*THE REQUEST*. Copy out the following listing word for word, keeping every line unchanged.

INPUT DATA start

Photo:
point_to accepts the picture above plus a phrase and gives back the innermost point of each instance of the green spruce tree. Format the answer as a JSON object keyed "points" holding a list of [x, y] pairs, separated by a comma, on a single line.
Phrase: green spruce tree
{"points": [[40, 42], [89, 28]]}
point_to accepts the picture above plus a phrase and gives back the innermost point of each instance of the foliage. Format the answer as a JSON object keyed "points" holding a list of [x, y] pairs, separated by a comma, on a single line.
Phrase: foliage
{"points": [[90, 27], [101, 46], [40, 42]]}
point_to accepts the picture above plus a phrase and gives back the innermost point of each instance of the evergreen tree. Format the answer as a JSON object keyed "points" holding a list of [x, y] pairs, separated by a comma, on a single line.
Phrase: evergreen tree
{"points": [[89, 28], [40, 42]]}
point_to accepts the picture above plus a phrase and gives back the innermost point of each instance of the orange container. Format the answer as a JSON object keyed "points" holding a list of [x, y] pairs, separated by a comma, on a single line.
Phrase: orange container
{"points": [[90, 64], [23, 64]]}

INPUT DATA end

*RESULT OF THIS EXERCISE*.
Photo:
point_to accepts the picture above plus a phrase and gives back the innermost point of each instance of the green spruce tree. Format the answer as a JSON object keyed "points" holding a list of [x, y] pairs, separated by a comma, on a single line.
Phrase: green spruce tree
{"points": [[40, 42], [89, 28]]}
point_to accepts the picture above plus a phrase and gives back the innermost point of each instance of the foliage. Format the answer as a JSON object keyed "points" holding a list of [x, y] pairs, separated by a comma, on a single line.
Phrase: foliage
{"points": [[90, 27], [101, 46], [40, 42]]}
point_to accepts the picture above plus a phrase and gives back the innermost point of each instance of the evergreen tree. Format the answer as a JSON object keyed "points" holding a list of [x, y] pairs, separated by a comma, on a single line.
Phrase: evergreen tree
{"points": [[89, 28], [40, 42]]}
point_to accepts the picture above plus a phrase and gives back the innermost point of each instance of the orange container. Format the answer as a JSON object keyed "points" holding a list of [x, y] pairs, separated by a comma, on a single line.
Phrase: orange container
{"points": [[90, 64], [23, 64]]}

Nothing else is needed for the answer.